* [DATASET]
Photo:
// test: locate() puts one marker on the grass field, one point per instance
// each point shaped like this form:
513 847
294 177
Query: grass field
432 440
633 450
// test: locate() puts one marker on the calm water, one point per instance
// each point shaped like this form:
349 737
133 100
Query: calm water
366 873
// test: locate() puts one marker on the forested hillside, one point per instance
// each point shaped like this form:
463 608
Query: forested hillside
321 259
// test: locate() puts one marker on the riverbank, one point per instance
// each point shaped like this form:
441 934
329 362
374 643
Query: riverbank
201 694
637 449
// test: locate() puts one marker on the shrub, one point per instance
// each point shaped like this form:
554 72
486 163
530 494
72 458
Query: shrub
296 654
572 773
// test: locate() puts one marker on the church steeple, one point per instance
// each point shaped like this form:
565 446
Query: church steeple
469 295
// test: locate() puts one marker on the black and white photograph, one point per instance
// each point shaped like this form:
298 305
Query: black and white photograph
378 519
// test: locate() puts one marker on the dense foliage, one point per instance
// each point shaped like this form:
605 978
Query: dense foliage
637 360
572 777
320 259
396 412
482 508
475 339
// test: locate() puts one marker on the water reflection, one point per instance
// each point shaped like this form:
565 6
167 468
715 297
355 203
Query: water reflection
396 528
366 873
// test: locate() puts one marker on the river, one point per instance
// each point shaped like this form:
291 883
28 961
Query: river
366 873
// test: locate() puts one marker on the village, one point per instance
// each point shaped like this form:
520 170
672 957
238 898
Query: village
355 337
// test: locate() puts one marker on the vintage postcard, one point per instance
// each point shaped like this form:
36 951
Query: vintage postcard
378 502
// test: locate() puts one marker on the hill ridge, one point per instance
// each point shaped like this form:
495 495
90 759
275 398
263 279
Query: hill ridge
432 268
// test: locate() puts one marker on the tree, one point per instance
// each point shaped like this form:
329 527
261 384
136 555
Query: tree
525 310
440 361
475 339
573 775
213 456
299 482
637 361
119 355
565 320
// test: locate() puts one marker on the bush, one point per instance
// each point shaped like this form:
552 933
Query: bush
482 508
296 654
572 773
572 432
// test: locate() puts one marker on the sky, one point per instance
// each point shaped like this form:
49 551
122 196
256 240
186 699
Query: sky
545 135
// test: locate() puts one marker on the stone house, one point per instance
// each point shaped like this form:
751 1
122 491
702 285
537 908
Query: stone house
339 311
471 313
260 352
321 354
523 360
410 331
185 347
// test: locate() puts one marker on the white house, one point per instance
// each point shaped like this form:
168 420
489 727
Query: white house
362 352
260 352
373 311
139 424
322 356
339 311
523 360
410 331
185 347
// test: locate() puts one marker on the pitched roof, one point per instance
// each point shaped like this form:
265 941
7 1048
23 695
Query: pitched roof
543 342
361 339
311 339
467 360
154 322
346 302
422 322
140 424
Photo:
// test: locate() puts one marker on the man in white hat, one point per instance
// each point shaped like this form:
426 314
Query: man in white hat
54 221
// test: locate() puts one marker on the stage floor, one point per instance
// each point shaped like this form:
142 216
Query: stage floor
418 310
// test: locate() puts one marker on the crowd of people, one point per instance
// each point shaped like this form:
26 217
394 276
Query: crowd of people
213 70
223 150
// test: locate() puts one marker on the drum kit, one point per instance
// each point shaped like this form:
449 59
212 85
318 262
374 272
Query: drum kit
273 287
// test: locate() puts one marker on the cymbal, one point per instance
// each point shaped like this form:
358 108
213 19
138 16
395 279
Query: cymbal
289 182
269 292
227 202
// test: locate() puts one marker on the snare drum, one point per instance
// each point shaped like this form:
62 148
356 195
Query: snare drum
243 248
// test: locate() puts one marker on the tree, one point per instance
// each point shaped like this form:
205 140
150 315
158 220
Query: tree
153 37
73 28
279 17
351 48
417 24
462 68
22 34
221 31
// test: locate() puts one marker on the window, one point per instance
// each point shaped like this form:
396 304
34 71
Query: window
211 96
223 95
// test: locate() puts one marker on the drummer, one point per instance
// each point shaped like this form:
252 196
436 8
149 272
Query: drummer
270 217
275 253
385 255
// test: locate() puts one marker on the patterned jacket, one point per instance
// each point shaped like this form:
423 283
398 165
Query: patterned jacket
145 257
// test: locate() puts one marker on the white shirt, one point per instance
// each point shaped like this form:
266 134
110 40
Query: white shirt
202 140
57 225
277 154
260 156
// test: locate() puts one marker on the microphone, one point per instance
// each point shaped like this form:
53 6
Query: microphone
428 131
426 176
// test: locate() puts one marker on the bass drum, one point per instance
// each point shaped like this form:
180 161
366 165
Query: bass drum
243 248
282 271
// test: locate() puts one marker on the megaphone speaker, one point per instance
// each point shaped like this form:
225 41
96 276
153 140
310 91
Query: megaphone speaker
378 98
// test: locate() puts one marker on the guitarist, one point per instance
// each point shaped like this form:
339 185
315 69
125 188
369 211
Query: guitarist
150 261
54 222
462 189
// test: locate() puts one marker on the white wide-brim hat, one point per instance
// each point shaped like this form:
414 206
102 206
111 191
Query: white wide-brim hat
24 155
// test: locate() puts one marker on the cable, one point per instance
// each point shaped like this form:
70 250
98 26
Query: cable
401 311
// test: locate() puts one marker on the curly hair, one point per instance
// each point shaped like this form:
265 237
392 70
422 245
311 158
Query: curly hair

* [DESCRIPTION OF THE TASK] Quote all of the entries verbatim.

* [RESPONSE]
Photo:
// test: locate() puts one marker on the grass field, one point per instance
// each point shaped like this form:
513 847
294 177
Query: grass field
432 440
633 450
// test: locate() puts one marker on the calm water, one point per instance
// each point shaped like this form:
349 737
133 100
Query: calm water
366 873
// test: locate() puts one marker on the forested hillside, one point per instance
// each point shaped like this form:
463 608
Query: forested hillside
321 259
// test: locate() puts one marker on the riverbank, one point per instance
// each point shaped like this form:
441 934
329 362
374 643
Query: riverbank
201 694
637 449
// test: locate() puts one marker on the shrub, one point per instance
// each point shaped like this form:
554 72
486 163
530 494
72 458
Query: shrub
296 654
572 773
// test: locate() puts one marker on the church steeple, one point per instance
// each point shaped like this form:
565 446
Query: church steeple
469 295
// test: locate() puts one marker on the black and white photograph, one point per instance
// each point shaped like this form:
298 305
Query: black and white photograph
378 519
// test: locate() puts one marker on the dense foliage, one point per instance
// each point shaped like this form:
605 978
Query: dense foliage
637 360
572 777
320 259
396 412
482 508
475 339
// test: locate() puts one marker on the water reflection, one point per instance
// each point shaped like this form:
565 6
167 468
715 297
355 203
Query: water reflection
396 528
366 873
// test: locate() puts one marker on the river, one point per instance
// each point shaped like this form:
291 883
28 961
Query: river
366 873
// test: locate() puts one marker on the village, one point per instance
// each point shaped like this form:
520 170
672 957
238 898
Query: village
355 337
// test: locate() puts one marker on the vintage postcard, one point per instance
// each point shaped like this form:
36 951
Query: vintage postcard
378 502
// test: locate() puts one marker on the hill ridge, one point per instance
// each point shaped like this form:
495 495
90 759
275 398
263 279
Query: hill ridge
432 268
// test: locate() puts one marker on the tree, one point per instance
// each point shaped like this form:
329 527
261 384
136 555
Query: tree
525 310
440 361
475 339
573 775
213 456
299 482
637 361
119 355
565 320
// test: locate() puts one marker on the bush, one point per instance
// each point shaped like this form:
552 933
Query: bush
482 508
296 654
572 773
572 432
// test: locate() puts one marker on the sky, one point per instance
// each point shaped like this form:
49 551
122 196
256 240
186 699
Query: sky
545 135
// test: locate() puts one marker on the stone house, one point per instance
// each point shaped like this form:
751 1
122 491
702 285
537 908
Query: stone house
339 311
471 313
260 352
321 354
523 360
410 331
185 347
// test: locate() puts one marker on the white house, one point per instance
// each point shaped like this form:
168 420
489 727
Query: white house
362 352
260 352
373 311
139 424
322 356
339 311
523 360
410 331
185 347
// test: locate() puts one marker on the pitched roof, one point per instance
// each point shaped like this form:
265 941
7 1048
23 695
Query: pitched roof
543 342
361 339
311 339
467 360
154 322
346 302
422 322
140 424
Photo:
// test: locate() puts one marker on the man in white hat, one point per instance
// each point shaped like this form:
426 314
Query: man in white hat
54 221
// test: locate() puts one marker on the stage floor, one point per instance
// each point shaped like this form:
142 216
Query: stage floor
418 310
// test: locate() puts one marker on the crowd of people, one point per instance
// each point shaped like this form:
26 217
394 276
Query: crowd of people
213 70
223 150
// test: locate() puts one marker on the drum kit, one point per instance
// each point shaped like this form:
449 59
212 85
318 262
374 272
Query: drum kit
273 287
// test: locate() puts one marker on the cymbal, one point per instance
// each point shaped like this form:
358 108
213 19
138 16
395 279
Query: cymbal
289 182
269 292
227 202
// test: locate() puts one marker on the snare drum, one point per instance
// each point shaped like this form:
62 148
356 195
Query: snare drum
243 248
// test: locate() puts one marker on the tree, one point per instance
// each point shaped like this form:
205 140
150 315
158 220
Query: tree
153 37
73 28
279 17
351 48
417 24
462 68
22 34
221 31
// test: locate() puts one marker on the window, one point per instance
// each point shaped like this form:
396 304
34 71
Query: window
211 96
223 95
// test: locate() puts one marker on the drummer, one point per instance
// each point shaped like this form:
252 196
436 8
149 272
Query: drummer
270 217
275 253
385 255
// test: locate() puts one marker on the patterned jacket, one point per instance
// each point shaped like this form:
423 283
398 165
Query: patterned jacket
145 257
// test: locate() puts one marker on the white shirt, one point per instance
// each point shaped like this form:
266 134
110 40
Query: white shirt
202 140
57 225
277 154
260 156
// test: locate() puts one marker on the microphone, one point per instance
// each point shaped like this form:
53 6
Query: microphone
428 131
426 176
// test: locate() puts one marker on the bass drum, one point per instance
// each point shaped like this form:
180 161
366 165
Query: bass drum
243 248
282 271
// test: locate() puts one marker on the megaphone speaker, one point per instance
// each point shaped like this form:
225 41
96 276
153 140
310 91
Query: megaphone speaker
378 98
// test: locate() puts one marker on the guitarist, one point per instance
// each point shaped like this form:
339 185
315 69
125 188
369 211
Query: guitarist
150 261
54 222
462 189
// test: locate() puts one marker on the white wide-brim hat, one point per instance
// each point shaped like this form:
414 206
102 206
111 191
Query: white wide-brim hat
24 155
// test: locate() puts one marker on the cable, one point per instance
// each point shaped like this form:
70 250
98 26
Query: cable
401 311
// test: locate() puts one marker on the curly hair, one point per instance
// each point shaped like this form:
265 237
392 70
422 245
311 158
Query: curly hair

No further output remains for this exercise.